» Work required
Take from the listing each line that has the string "light".

=== Section Start ===

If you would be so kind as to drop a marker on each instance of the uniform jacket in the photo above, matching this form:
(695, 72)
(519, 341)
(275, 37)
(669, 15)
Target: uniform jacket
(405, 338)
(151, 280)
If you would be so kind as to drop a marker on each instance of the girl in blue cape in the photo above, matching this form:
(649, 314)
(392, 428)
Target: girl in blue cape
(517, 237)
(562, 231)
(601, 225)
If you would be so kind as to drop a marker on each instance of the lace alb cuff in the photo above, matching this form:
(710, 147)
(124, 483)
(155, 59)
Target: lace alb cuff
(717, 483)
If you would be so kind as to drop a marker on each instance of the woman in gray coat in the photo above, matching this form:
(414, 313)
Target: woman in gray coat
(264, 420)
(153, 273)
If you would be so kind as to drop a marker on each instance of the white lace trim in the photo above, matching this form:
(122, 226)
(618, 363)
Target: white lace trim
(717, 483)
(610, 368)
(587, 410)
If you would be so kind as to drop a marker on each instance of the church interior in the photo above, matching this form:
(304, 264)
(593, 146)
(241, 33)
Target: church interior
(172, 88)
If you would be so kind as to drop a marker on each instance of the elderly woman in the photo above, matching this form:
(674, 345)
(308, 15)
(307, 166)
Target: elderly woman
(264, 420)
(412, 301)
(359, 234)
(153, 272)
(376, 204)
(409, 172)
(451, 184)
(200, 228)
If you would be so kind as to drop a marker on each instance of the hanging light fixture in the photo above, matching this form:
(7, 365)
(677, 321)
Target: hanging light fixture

=== Section End ===
=== Section Start ===

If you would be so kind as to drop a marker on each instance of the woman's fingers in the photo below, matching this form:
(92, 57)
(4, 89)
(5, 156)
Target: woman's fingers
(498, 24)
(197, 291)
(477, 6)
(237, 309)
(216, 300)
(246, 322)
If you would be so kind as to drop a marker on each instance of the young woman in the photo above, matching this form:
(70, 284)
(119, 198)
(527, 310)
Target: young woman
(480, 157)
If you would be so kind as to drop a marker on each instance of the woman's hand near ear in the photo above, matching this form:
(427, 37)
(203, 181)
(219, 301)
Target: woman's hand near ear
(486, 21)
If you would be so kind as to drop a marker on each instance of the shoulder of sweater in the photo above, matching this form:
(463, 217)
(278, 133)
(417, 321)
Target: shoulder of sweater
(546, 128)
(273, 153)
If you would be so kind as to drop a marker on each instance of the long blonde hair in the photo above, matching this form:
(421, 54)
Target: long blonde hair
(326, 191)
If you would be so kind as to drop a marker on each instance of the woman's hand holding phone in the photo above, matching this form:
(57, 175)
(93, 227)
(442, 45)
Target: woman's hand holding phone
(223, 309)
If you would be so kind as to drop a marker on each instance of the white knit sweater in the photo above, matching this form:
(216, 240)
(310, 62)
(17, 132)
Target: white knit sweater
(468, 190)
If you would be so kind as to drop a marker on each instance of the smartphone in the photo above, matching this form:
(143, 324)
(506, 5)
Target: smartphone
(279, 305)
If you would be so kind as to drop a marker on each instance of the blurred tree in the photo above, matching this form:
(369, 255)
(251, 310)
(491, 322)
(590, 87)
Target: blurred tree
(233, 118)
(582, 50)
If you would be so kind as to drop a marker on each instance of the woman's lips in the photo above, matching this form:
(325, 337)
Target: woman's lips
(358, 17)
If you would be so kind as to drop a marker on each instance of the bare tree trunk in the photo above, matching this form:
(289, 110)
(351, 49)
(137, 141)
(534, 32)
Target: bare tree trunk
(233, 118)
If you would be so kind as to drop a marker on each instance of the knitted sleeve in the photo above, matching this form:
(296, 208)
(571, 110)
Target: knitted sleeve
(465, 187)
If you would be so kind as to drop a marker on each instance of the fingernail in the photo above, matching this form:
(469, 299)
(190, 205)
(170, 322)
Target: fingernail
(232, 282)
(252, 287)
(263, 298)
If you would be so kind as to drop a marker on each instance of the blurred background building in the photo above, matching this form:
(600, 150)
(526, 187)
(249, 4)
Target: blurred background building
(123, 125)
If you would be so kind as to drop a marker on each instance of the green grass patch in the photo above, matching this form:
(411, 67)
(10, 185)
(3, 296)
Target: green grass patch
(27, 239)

=== Section End ===
=== Section Start ===

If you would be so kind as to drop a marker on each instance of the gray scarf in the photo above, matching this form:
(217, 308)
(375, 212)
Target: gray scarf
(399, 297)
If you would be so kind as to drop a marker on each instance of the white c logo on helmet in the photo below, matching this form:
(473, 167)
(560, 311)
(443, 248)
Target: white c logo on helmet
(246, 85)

=== Section End ===

» Exercise answer
If you would be so kind as to drop a marker on each instance of the hanging light fixture in the photo above, matching this form:
Target: hanging light fixture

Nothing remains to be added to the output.